**Stored entries**
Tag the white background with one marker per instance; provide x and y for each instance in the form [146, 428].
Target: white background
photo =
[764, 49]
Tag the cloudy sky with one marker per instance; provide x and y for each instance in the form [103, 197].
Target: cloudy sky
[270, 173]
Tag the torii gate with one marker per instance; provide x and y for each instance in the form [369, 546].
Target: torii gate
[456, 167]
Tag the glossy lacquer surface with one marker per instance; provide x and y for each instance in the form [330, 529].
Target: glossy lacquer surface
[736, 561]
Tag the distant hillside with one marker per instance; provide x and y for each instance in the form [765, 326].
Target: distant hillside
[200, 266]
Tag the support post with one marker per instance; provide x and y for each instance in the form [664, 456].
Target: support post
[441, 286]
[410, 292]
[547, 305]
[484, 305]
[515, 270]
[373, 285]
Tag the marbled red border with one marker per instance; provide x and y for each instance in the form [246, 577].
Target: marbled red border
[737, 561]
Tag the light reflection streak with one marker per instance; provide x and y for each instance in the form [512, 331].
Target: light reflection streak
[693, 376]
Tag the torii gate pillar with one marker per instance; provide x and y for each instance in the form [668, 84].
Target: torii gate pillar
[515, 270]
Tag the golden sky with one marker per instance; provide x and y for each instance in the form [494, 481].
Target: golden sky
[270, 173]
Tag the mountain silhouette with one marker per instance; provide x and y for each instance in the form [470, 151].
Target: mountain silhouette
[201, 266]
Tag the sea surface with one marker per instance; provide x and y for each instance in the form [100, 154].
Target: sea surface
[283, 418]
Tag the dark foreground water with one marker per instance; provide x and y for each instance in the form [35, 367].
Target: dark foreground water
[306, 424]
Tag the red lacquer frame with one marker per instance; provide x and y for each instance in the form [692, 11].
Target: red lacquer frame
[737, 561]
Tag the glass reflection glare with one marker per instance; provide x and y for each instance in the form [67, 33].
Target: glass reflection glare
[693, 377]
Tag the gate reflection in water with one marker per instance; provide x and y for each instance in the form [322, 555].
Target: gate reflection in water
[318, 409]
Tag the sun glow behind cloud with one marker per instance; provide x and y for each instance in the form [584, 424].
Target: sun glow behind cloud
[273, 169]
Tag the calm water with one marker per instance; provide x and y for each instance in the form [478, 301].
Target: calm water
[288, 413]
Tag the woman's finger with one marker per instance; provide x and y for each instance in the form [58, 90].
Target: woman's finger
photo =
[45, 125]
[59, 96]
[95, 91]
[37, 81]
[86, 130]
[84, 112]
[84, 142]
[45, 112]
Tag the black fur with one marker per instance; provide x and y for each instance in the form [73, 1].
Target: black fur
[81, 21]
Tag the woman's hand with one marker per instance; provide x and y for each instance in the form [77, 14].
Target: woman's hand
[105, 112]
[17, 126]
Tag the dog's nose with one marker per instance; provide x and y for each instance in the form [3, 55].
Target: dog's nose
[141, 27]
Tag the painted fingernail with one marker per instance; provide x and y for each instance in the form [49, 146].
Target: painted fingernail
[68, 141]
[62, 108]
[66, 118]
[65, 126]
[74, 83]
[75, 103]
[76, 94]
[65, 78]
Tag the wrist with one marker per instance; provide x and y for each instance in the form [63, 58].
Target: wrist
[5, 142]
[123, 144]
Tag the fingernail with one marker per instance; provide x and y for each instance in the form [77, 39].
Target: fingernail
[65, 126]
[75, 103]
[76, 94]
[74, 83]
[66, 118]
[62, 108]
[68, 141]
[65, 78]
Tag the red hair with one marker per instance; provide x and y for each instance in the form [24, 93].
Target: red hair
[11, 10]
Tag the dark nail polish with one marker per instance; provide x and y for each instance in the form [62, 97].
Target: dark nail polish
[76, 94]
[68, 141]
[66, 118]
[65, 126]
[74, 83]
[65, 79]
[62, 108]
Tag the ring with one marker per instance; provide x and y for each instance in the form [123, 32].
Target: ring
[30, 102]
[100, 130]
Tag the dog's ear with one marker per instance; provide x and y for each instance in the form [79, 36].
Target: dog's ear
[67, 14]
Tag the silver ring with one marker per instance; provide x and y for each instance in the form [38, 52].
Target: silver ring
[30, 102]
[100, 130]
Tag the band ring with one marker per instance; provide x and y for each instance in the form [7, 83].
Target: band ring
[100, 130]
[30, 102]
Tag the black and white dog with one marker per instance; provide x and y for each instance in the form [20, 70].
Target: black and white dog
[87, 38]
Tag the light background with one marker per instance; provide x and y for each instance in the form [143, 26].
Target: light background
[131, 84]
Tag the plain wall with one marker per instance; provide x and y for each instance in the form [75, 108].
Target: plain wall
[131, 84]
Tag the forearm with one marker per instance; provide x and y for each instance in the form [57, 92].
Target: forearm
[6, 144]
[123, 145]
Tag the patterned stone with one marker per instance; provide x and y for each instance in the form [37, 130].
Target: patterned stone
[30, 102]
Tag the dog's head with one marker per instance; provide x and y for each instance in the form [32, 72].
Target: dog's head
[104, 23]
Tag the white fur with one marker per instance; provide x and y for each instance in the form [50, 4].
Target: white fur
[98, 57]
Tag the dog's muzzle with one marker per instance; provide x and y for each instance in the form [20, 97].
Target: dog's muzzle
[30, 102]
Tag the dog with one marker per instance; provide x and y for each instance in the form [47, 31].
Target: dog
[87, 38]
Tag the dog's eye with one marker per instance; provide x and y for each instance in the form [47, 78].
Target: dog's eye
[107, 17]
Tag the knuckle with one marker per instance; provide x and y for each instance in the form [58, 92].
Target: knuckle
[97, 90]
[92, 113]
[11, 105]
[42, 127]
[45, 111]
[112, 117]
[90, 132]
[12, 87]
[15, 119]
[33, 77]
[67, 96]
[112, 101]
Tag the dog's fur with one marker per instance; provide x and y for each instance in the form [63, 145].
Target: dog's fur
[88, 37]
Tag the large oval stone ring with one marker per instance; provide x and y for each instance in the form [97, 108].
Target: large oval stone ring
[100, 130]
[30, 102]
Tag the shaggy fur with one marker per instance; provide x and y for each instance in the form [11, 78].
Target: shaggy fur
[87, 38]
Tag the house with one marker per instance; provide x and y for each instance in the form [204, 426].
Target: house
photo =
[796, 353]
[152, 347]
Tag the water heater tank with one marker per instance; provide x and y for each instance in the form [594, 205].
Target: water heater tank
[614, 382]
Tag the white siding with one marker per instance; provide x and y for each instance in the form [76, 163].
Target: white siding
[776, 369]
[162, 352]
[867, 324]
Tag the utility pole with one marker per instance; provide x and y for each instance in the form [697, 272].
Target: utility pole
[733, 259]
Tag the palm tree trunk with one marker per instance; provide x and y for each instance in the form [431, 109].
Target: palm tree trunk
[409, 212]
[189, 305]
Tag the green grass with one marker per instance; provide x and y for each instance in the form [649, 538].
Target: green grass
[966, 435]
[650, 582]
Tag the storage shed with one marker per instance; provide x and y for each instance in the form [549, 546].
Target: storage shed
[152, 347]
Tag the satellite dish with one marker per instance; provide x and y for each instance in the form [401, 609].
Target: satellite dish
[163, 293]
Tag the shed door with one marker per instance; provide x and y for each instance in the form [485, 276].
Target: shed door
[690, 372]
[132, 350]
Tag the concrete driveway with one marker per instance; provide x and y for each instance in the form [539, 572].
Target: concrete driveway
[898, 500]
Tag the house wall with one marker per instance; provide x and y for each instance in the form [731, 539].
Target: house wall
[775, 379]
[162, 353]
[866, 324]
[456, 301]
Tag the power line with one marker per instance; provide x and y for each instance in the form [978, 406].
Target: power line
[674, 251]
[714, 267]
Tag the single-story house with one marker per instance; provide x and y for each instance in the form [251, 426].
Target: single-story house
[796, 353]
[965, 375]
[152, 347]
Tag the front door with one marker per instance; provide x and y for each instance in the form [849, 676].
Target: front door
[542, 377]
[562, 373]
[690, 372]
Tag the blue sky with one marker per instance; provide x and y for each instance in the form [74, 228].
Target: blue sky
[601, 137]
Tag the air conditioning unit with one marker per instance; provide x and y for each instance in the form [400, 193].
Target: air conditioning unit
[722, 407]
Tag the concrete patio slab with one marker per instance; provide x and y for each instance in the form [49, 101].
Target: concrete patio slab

**Work to complete**
Output the lines above exactly, but only those between the line holding "Tag the light background" and the line holding "Tag the knuckle", inclusive.

**Answer for the task**
Tag the light background with one marker per instance; provide x and y for each instance in the form [143, 26].
Target: light background
[131, 84]
Tag the plain wall with one marker per instance; provide x and y for each instance in the form [75, 108].
Target: plain wall
[131, 84]
Tag the forearm with one marker per instance; provide x and y for each instance in the form [57, 92].
Target: forearm
[6, 144]
[123, 145]
Tag the patterned stone with one marker per instance; provide x and y for each instance in the form [37, 130].
Target: patterned stone
[30, 102]
Tag the dog's head with one marker per instance; provide x and y for each instance in the form [32, 72].
Target: dog's head
[104, 23]
Tag the white fur with one marker per instance; provide x and y for each instance in the form [50, 4].
Target: white fur
[98, 57]
Tag the dog's muzzle with one marker per instance; provide x and y for each instance in the form [20, 97].
Target: dog's muzzle
[30, 102]
Tag the dog with one marker per instance; provide x and y for each instance in the form [47, 31].
Target: dog
[87, 38]
Tag the dog's eye with one marker per instance; provide x and y for each instance in the form [47, 78].
Target: dog's eye
[107, 17]
Tag the knuckle with one marker per instance; provide x and y for each instance in the form [58, 92].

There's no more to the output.